Given records:
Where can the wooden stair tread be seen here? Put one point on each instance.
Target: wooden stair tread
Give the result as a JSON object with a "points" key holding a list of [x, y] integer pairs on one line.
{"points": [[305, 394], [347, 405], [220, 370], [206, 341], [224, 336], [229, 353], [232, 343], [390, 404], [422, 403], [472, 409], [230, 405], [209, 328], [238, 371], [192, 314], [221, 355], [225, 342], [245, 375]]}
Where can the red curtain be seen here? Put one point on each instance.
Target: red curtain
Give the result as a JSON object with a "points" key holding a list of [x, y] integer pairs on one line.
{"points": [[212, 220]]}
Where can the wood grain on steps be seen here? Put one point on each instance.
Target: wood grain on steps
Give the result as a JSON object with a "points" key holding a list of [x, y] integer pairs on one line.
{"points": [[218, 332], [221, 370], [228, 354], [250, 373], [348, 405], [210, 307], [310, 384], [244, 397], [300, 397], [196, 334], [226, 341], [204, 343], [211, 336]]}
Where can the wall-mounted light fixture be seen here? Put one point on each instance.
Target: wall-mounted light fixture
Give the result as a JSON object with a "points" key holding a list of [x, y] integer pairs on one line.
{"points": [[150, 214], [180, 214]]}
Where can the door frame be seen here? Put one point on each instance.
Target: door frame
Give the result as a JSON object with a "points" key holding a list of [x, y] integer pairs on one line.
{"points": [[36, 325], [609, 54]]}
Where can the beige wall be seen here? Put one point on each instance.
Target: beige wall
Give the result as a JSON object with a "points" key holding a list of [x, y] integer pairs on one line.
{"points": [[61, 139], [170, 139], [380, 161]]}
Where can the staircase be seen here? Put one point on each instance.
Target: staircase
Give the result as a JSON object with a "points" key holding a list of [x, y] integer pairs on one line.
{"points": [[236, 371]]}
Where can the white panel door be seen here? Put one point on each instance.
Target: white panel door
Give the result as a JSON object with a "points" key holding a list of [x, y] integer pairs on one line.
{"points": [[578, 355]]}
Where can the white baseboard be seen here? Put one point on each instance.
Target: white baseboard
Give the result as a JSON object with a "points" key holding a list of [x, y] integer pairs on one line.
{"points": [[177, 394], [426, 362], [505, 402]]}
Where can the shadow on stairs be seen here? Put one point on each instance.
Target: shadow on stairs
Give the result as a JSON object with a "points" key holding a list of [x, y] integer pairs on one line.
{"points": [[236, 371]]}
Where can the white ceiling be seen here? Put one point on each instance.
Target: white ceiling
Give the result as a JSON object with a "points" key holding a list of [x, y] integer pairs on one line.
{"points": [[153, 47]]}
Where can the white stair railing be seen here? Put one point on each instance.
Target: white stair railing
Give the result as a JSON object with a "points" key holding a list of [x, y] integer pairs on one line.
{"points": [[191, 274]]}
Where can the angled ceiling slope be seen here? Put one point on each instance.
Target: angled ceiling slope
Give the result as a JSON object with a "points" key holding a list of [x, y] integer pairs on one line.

Required work:
Your task is to quote all of the data word for word.

Answer for this exercise:
Where can the wooden stair tread be seen here? Put one point on each instance.
Target: wooden stair tread
Give the result as a JSON object with a "points" key holding a list of [x, y] integer pairs on one line.
{"points": [[305, 394], [347, 405], [220, 370], [206, 341], [224, 336], [229, 353], [232, 343], [390, 404], [422, 403], [472, 409], [230, 405], [209, 328], [238, 371], [192, 314], [221, 355], [225, 342], [245, 375]]}
Where can the red curtain be seen here? Put one point on each instance.
Target: red curtain
Give the result as a JSON object with a "points" key holding a list of [x, y] integer pairs on one line.
{"points": [[212, 220]]}
Where can the wood grain on steps be seen here? Put one point on each instance.
Target: wood grain on steps
Give the result as a JSON object with a "points" key holding a list of [x, y] integer pairs on one line.
{"points": [[218, 332], [221, 370], [228, 354], [250, 373], [348, 405], [210, 307], [310, 384], [244, 397], [300, 397], [196, 334], [226, 341], [204, 343], [211, 336]]}
Where can the wall-mounted light fixture be seen here? Put one point on each instance.
Target: wall-mounted light fixture
Give the result as a JSON object with a "points" key holding a list of [x, y] integer pairs on one line.
{"points": [[150, 214], [180, 214]]}
Where can the door frame be seen here? Put one point on each instance.
Target: door frame
Give the result as a JSON object with a "points" key holding a list of [x, y] integer pairs on one line.
{"points": [[36, 325], [609, 54]]}
Where can the beige wall be seen here? Put one point on each instance.
Target: beige wall
Give the result as a JSON object with a "points" key holding a list of [x, y] integer pairs on one line.
{"points": [[61, 139], [170, 139], [380, 161]]}
Where can the staircase be seen here? Put one point on each instance.
Target: staircase
Give the result as a JSON object with a "points" key holding a list of [x, y] integer pairs on one line.
{"points": [[236, 371]]}
Where can the white panel door be seen here? Put one point on each instance.
Target: white panel door
Give the result as a JSON object with a "points" key holding a list of [x, y] integer pairs on one line.
{"points": [[578, 355]]}
Where can the white baseboard be seen here? Put one point on each instance.
Target: white baseboard
Give the result as a JSON object with a "points" key holding a list of [x, y] integer pairs on one line.
{"points": [[177, 394], [426, 362], [505, 402]]}
Where can the shadow on stairs be seen here? Put one point on each instance.
Target: shadow on stairs
Give the result as a JSON object with a "points" key holding a list of [x, y] integer pairs on one line.
{"points": [[236, 371]]}
Where can the white ceiling be seen here? Put one point on each instance.
Target: white ceiling
Give the result as a JSON object with a "points" key holding a list of [x, y] integer pairs on one line.
{"points": [[153, 47]]}
Where can the white stair railing be seen here? Put one point on each instance.
Target: white stair railing
Give the result as a JSON object with a "points" key holding a list of [x, y] integer pairs on one line.
{"points": [[191, 274]]}
Where can the angled ceiling slope be seen here? Put one point on each instance.
Target: angled ceiling slope
Give the result as a JSON object with a "points" key holding a list of [x, y] integer pairs on one line.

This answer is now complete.